◆ YOUR TASK ◆
The whole listing below is to be returned without alteration.

══ DATA FOR THE TASK ══

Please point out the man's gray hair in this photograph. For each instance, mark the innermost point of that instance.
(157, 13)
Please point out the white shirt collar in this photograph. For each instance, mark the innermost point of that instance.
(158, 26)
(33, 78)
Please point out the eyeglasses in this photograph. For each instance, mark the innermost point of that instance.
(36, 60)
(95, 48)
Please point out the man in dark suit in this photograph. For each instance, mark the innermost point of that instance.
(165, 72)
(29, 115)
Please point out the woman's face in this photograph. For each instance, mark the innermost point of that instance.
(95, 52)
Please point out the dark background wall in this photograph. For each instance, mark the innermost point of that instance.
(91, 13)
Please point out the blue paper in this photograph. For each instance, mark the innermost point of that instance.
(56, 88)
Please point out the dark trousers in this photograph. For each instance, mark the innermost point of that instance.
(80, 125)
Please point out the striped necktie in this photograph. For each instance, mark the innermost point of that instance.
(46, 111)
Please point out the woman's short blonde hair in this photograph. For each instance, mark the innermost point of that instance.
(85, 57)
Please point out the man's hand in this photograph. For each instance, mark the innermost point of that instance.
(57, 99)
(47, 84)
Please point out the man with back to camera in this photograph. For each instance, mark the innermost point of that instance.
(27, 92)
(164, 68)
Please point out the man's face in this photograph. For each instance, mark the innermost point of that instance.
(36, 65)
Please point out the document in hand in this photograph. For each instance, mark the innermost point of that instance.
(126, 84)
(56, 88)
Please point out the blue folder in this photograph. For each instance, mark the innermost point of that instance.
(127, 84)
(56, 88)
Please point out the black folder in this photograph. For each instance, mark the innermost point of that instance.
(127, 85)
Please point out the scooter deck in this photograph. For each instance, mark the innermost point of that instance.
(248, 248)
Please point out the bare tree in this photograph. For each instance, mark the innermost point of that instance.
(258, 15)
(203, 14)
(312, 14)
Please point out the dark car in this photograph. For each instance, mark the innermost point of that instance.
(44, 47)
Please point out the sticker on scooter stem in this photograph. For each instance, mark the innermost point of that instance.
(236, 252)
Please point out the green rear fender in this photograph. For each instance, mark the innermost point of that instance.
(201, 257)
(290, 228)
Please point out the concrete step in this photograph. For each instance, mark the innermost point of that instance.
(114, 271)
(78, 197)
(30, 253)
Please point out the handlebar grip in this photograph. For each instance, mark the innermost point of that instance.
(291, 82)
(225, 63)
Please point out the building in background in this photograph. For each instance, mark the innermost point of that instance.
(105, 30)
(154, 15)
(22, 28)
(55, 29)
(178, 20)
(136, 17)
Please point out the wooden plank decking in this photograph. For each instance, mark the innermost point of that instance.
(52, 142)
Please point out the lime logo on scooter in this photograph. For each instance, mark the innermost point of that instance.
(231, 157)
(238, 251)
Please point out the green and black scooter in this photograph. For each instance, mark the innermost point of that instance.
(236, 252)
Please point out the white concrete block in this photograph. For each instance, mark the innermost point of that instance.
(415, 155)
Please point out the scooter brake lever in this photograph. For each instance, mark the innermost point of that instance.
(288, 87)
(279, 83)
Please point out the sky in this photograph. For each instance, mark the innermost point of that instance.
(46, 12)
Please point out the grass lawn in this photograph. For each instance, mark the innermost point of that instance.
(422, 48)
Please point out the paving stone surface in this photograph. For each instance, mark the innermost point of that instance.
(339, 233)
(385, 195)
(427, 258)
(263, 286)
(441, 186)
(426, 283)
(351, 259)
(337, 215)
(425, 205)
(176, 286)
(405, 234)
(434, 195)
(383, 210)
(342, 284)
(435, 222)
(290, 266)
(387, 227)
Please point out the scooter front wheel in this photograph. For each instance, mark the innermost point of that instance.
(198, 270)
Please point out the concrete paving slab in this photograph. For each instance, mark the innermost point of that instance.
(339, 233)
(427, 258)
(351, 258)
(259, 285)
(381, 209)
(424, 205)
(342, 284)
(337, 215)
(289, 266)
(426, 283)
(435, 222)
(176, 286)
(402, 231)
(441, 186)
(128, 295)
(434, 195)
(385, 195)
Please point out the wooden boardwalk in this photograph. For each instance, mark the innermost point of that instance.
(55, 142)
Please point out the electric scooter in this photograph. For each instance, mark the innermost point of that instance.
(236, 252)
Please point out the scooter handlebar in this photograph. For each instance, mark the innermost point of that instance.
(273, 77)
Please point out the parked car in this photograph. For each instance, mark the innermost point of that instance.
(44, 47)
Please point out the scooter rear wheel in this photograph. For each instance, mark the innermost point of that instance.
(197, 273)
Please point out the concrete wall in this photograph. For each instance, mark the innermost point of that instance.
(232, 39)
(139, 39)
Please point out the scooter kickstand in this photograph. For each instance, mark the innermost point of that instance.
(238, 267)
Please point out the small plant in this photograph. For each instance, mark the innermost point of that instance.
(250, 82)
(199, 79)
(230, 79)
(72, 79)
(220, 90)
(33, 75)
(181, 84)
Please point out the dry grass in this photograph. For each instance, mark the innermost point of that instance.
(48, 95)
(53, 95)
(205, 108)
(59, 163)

═══

◆ OUTPUT ◆
Please point out the man's gray hair in this photograph. For each instance, mark the innermost point of that instance.
(157, 13)
Please point out the white shirt collar in this photograph. For each instance, mark the innermost point of that instance.
(158, 26)
(33, 78)
Please point out the eyeglasses in this photograph. For each instance, mark the innermost point of that instance.
(36, 60)
(95, 48)
Please point out the man in dark suit in this photograph. For each instance, mark the innermost point of that instance.
(165, 72)
(29, 115)
Please point out the woman's face in this photograph. For each instance, mark the innermost point of that instance.
(95, 52)
Please point out the dark background wall in this photograph. For each instance, mark the innermost point of that instance.
(91, 13)
Please point out the blue paper in this photograph. For each instance, mark the innermost point of that instance.
(56, 88)
Please point out the dark trousers in this photograph. For each instance, mark the innermost point of that instance.
(80, 125)
Please point out the striped necktie in this photograph. For each instance, mark the innermost point of that instance.
(46, 111)
Please point out the woman's short blonde hair in this photograph. For each instance, mark the innermost point of that instance.
(85, 57)
Please point out the man's hand in this photograph. For each instance, mark the innermost point of that instance.
(57, 99)
(47, 84)
Please point out the man with back to camera in this photograph. For each instance, mark the innermost point of that instance.
(27, 92)
(164, 68)
Please point out the man's face in this photograph. For each instance, mark the innermost point of that instance.
(36, 65)
Please point out the document in hand in this photograph. For each instance, mark the innermost point of that instance.
(126, 84)
(56, 88)
Please point out the blue folder in this photograph. For each instance, mark the innermost point of that instance.
(127, 84)
(56, 88)
Please point out the black folder in this photograph. For each instance, mark the innermost point of that instance.
(127, 85)
Please point out the scooter deck in this photograph. For each instance, mark the innermost point of that instance.
(248, 248)
Please point out the bare tree in this photograph. For each instance, mark the innermost point of that instance.
(258, 15)
(203, 14)
(312, 14)
Please point out the dark car in this photograph. For each instance, mark the innermost point of that instance.
(44, 47)
Please point out the sticker on scooter stem in this photograph. For each instance, mark the innermost point of that instance.
(236, 252)
Please point out the green rear fender in this photograph. For each instance, mark the innermost point of that instance.
(201, 257)
(290, 228)
Please point out the concrete step in this photograph. For each instance, mark the innermost point of that instance.
(114, 271)
(78, 197)
(30, 253)
Please point out the handlebar grip in this photograph. For each instance, mark the innermost point of that instance.
(291, 82)
(225, 63)
Please point out the building in background in this photograph. For each instance, mark the innermost point of that instance.
(105, 30)
(154, 15)
(22, 28)
(55, 29)
(178, 20)
(136, 17)
Please point out the wooden plank decking in this photograph. For each instance, mark the innermost point of that instance.
(52, 142)
Please point out the lime logo on scooter in this photograph. For each instance, mark the innermost point of that instance.
(231, 157)
(238, 251)
Please point out the green and black scooter in this photograph. For each instance, mark the innermost point of that instance.
(236, 252)
Please point out the white concrete block in this photograph. For each instance, mark the innermost point of that instance.
(415, 155)
Please point out the scooter brake lever in this photograph. For each instance, mark the innermost point of that instance.
(288, 87)
(279, 83)
Please point out the sky in this photograph. For each instance, mark the innermost point of that instance.
(46, 12)
Please point out the grass lawn in this photograph. For each instance, mark the innermost point of that instance.
(422, 48)
Please point out the paving stone surface in this photograph. For each instance, mark the innermost point of that instance.
(339, 233)
(385, 195)
(427, 258)
(263, 286)
(441, 186)
(426, 283)
(351, 259)
(337, 215)
(425, 205)
(176, 286)
(405, 234)
(434, 195)
(383, 210)
(342, 284)
(435, 222)
(290, 266)
(387, 227)
Please point out the scooter front wheel in this photograph. For each instance, mark the innermost point of that instance.
(198, 270)
Please point out the concrete paving slab in this photograph. For each instance, mark the innermost point of that instance.
(339, 233)
(427, 258)
(351, 258)
(259, 285)
(381, 209)
(424, 205)
(342, 284)
(337, 215)
(289, 266)
(426, 283)
(435, 222)
(176, 286)
(402, 231)
(441, 186)
(128, 295)
(434, 195)
(385, 195)
Please point out the wooden boardwalk in this photograph. For each instance, mark the innermost point of that instance.
(55, 142)
Please point out the electric scooter in this photograph. For each instance, mark the innermost point of that instance.
(236, 252)
Please point out the scooter handlebar in this photograph. For each instance, mark the innermost point of that instance.
(273, 77)
Please point out the parked car in this photograph. For each instance, mark the innermost point of that instance.
(44, 47)
Please point out the scooter rear wheel in this photograph. For each instance, mark the innermost point of that instance.
(197, 273)
Please point out the concrete wall in this photograph. For each instance, mark the innermost point of that instance.
(232, 39)
(139, 39)
Please point out the scooter kickstand in this photograph. For each instance, mark the innermost point of that instance.
(238, 267)
Please point out the small plant in this photograph. For each instance, mark the innermost point of that instance.
(250, 82)
(199, 79)
(230, 79)
(72, 79)
(220, 90)
(33, 75)
(181, 84)
Please point out the dry grass in this photograph. For each instance, mark the innermost point of that instance.
(48, 95)
(53, 95)
(205, 108)
(59, 163)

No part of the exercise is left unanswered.